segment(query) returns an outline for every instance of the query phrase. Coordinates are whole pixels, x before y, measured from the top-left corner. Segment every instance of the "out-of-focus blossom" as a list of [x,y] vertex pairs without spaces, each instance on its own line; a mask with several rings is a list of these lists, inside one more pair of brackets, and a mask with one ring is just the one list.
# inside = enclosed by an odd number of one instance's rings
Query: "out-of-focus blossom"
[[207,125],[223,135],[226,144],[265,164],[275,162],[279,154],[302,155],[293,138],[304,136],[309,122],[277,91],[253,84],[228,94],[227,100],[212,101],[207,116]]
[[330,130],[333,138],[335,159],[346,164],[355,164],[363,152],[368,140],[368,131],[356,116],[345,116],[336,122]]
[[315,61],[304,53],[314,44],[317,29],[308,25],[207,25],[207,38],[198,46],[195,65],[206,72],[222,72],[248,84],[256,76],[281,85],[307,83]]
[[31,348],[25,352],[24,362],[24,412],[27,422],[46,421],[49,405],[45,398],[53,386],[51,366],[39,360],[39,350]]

----------------

Print the material exactly. Include every line.

**Task output**:
segment(query) returns an outline for every instance of the query phrase. Coordinates are whole pixels, x before y, measured from the top-left corner. Segment every instance of the "out-of-focus blossom" as a list of [x,y] vertex pairs without spaces, each instance on its own line; a mask with several rings is a list of these lists, inside one more pair of brackets, and a mask with one ring is just the one list.
# inside = enclosed by an odd number of one instance's rings
Query: "out-of-focus blossom"
[[207,125],[223,135],[226,144],[265,164],[275,162],[279,154],[302,155],[293,138],[304,136],[309,122],[277,91],[253,84],[228,94],[227,100],[212,101],[207,116]]
[[330,130],[333,138],[335,159],[346,164],[355,164],[363,152],[368,140],[368,131],[356,116],[345,116],[336,122]]
[[315,61],[304,53],[314,44],[317,29],[308,25],[207,25],[207,38],[198,46],[195,65],[206,72],[222,72],[248,84],[256,76],[281,85],[307,83]]
[[31,348],[25,352],[24,362],[24,412],[27,422],[46,421],[49,405],[45,398],[53,386],[51,366],[39,360],[39,350]]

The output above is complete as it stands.